STATED TASK:
Rewrite all of the entries below as a Markdown table with a Row column holding the row number and a Line column holding each line, and leave out blank lines. Omit the pictures from the table.

Point annotation entries:
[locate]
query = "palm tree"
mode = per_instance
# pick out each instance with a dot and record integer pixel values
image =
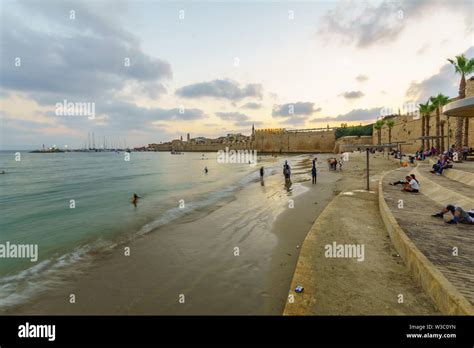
(462, 66)
(378, 126)
(443, 122)
(438, 102)
(390, 124)
(424, 110)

SOLUTION FOR THIS TASK:
| Row | Line |
|---|---|
| 1 | [locate] |
| 2 | query = "palm tree" |
| 3 | mode = per_instance |
| 4 | # pick out each instance with a dot and record integer pixel values |
| 5 | image = |
| 6 | (462, 66) |
| 7 | (378, 126) |
| 8 | (443, 122) |
| 9 | (438, 102) |
| 10 | (390, 124) |
| 11 | (424, 110) |